(Beginning of STUDY TEXT)

The buzz of celebrity never seemed to attract the speedy Bing, who excelled in an NBA era rich in backcourt legends that included Jerry West, Oscar Robertson and Walt Frazier.

In nine seasons with the Detroit Pistons, followed by two with the Washington Bullets and one with the Boston Celtics, Bing amassed 18,327 points in 901 contests (20.3 ppg). His efforts earned him a spot on the NBA 50th Anniversary All-Time Team. The league’s Rookie of the Year for 1966-67, he went on to make the All-NBA First Team twice and the Second Team once, and he played in seven NBA All-Star Games. In only his second season, 1967-68, he led the NBA in scoring with 27.1 points per game.

Yet more remarkable than his career accomplishments is the fact that Bing found the will to play for seven seasons after suffering a devastating eye injury, a setback his doctors assumed would cut short a brilliant career. And there is the fact that Bing, a child of urban poverty who signed his first professional contract for all of $15,000 per year, followed his NBA career by building his own $60 million-per-year steel business in Detroit and becoming a noted civic leader.

At Bing’s 1990 election to the Naismith Memorial Basketball Hall of Fame, Oscar Robertson introduced his longtime rival, saying, “Dave is the perfect example of professionalism, class, dignity, and humanity. He cares. He gets involved with the world.”

Bing grew up in the same northeast Washington, D.C. neighborhood that produced Elgin Baylor. His mother was a domestic, his father a bricklayer, and work was often scarce. The four children slept two to a bed. “My father called me ‘Duke,’” Bing recalled in Sport magazine, “because I was good with my dukes and because I wanted to be top dog.”

(End of STUDY TEXT)

=== USING THE INFORMATION ===
#1 From the Dave Bing text, quote the passage that begins with the words containing "The buzz of" and ends with "and Walt Frazier.".
#2 Turn the paragraph of the Dave Bing text that begins "In nine seasons with the Detroit Pistons" into a short list that keeps its main facts.
The saved entries have no connection to the Dave Bing text.

(Beginning of DATA LISTING)

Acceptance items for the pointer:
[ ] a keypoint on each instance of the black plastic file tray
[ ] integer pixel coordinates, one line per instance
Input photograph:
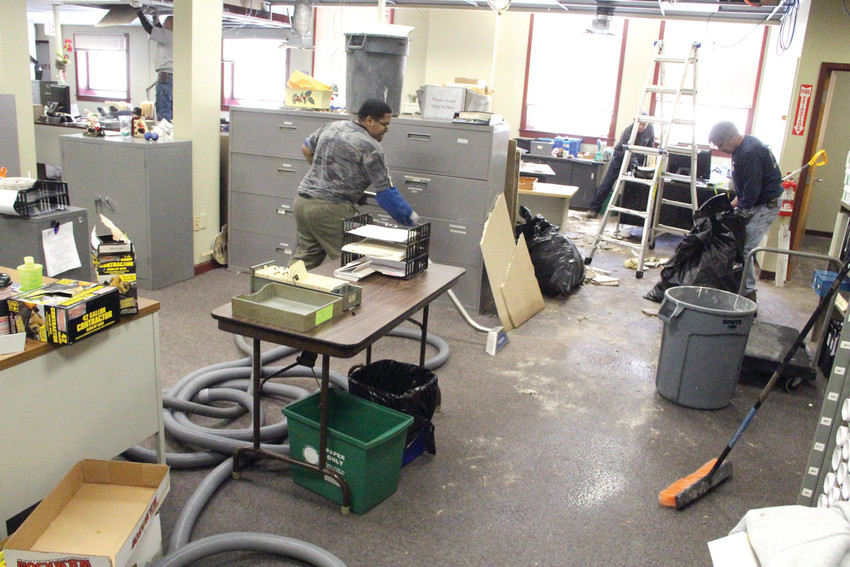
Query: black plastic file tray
(288, 306)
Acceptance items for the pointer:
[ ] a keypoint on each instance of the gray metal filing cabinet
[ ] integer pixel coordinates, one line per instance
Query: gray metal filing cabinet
(583, 173)
(24, 237)
(145, 188)
(450, 174)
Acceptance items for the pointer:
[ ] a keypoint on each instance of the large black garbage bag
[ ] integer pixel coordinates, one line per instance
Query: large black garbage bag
(408, 388)
(710, 255)
(558, 264)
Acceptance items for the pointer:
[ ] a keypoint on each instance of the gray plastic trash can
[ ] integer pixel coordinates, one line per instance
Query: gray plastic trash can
(374, 68)
(705, 336)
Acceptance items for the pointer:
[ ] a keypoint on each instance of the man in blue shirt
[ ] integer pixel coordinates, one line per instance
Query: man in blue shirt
(757, 182)
(346, 159)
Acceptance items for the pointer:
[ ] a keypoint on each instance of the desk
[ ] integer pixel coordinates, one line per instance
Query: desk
(387, 302)
(564, 192)
(93, 399)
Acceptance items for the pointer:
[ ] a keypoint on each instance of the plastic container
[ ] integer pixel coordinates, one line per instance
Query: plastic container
(365, 444)
(705, 336)
(5, 293)
(30, 274)
(374, 68)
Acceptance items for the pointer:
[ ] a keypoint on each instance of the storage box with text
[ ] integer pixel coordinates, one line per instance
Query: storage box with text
(101, 514)
(65, 311)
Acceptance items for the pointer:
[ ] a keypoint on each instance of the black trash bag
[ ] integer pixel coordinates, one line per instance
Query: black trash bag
(558, 264)
(407, 388)
(710, 255)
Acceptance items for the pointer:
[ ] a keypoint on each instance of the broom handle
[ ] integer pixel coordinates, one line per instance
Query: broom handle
(824, 301)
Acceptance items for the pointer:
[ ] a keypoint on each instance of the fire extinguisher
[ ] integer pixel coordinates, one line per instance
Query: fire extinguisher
(787, 208)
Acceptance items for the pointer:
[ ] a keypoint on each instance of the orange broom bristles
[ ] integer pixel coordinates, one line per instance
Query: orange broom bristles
(667, 497)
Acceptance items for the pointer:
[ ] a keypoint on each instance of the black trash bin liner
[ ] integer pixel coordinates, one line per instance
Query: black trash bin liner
(710, 255)
(558, 264)
(407, 388)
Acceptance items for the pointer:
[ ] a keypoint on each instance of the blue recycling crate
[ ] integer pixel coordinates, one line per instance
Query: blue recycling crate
(822, 280)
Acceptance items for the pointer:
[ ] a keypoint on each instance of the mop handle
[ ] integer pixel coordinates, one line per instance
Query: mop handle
(814, 161)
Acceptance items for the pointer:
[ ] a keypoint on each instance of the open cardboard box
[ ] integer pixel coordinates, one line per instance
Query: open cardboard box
(102, 514)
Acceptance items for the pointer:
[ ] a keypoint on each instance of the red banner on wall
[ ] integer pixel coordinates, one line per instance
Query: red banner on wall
(802, 110)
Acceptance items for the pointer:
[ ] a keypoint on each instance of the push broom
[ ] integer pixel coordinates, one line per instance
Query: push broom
(691, 488)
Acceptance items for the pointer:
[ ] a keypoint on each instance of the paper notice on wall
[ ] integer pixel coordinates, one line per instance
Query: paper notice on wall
(60, 249)
(7, 202)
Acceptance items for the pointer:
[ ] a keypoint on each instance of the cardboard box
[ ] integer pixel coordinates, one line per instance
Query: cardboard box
(99, 515)
(114, 260)
(65, 311)
(307, 98)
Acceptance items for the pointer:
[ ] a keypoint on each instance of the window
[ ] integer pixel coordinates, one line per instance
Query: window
(102, 66)
(729, 57)
(572, 76)
(254, 72)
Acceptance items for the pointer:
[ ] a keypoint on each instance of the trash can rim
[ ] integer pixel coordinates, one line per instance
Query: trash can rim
(751, 305)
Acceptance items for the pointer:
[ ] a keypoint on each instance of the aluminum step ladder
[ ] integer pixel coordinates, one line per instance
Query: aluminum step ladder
(656, 93)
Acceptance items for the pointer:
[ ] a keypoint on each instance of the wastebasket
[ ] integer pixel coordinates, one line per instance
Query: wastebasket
(407, 388)
(374, 68)
(705, 336)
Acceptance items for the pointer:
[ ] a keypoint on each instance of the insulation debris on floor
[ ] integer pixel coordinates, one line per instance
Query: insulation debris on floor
(649, 262)
(599, 276)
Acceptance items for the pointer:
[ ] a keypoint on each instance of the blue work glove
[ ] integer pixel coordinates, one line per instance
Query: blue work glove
(391, 201)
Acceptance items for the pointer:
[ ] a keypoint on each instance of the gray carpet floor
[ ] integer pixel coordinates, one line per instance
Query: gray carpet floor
(550, 453)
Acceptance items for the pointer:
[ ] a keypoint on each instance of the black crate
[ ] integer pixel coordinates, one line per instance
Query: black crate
(417, 244)
(43, 197)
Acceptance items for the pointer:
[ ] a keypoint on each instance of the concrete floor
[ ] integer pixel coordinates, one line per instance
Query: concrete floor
(550, 453)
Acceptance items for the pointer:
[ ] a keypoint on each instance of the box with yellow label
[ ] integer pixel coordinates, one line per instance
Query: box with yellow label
(65, 311)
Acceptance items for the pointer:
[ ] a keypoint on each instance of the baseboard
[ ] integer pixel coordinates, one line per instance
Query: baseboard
(206, 267)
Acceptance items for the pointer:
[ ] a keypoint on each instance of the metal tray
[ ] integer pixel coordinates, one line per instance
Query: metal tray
(288, 306)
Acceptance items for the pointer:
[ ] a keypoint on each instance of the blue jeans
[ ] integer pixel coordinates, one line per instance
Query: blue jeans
(757, 227)
(164, 100)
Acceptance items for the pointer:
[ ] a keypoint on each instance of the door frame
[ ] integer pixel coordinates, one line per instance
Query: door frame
(820, 114)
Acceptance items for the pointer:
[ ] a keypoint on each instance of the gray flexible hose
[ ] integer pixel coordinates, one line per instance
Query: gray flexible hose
(250, 541)
(230, 382)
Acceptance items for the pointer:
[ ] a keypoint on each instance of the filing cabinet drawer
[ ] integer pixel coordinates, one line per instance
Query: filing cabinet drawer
(246, 249)
(452, 152)
(273, 133)
(455, 243)
(266, 175)
(261, 214)
(438, 196)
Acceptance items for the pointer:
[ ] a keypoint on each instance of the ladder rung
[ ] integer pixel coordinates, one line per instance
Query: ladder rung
(620, 242)
(677, 177)
(645, 150)
(670, 60)
(682, 150)
(670, 90)
(680, 204)
(633, 179)
(641, 214)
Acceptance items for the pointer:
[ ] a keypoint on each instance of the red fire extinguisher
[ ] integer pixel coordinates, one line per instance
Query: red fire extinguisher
(787, 208)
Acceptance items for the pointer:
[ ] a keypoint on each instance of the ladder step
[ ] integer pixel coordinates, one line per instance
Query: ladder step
(670, 90)
(677, 177)
(637, 213)
(673, 203)
(633, 179)
(681, 150)
(620, 242)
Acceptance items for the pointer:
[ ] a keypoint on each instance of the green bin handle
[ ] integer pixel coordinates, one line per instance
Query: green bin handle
(670, 310)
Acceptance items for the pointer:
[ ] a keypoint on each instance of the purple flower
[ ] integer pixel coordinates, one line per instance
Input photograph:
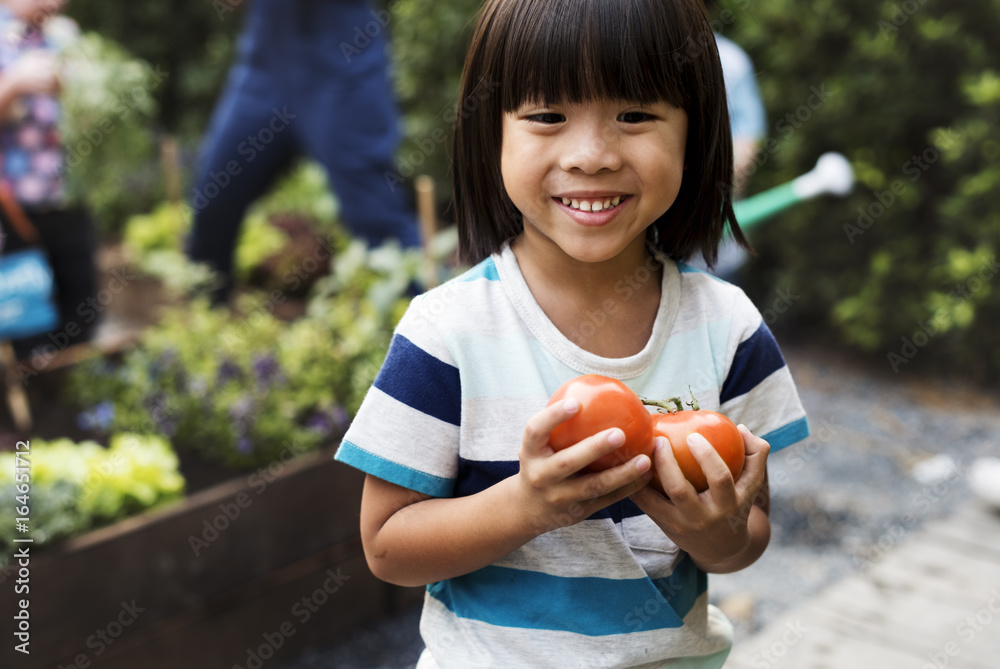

(End of DATA LISTING)

=== EXPECTED RESPONSES ===
#1
The buzz of celebrity never seemed to attract the speedy Bing, who excelled in an NBA era rich in backcourt legends that included Jerry West, Oscar Robertson and Walt Frazier.

#2
- Played nine seasons with the Detroit Pistons, two with the Washington Bullets and one with the Boston Celtics
- Scored 18,327 points in 901 games (20.3 ppg)
- Named to the NBA 50th Anniversary All-Time Team
- NBA Rookie of the Year for 1966-67
- All-NBA First Team twice and Second Team once
- Played in seven NBA All-Star Games
- Led the NBA in scoring in 1967-68, his second season, with 27.1 points per game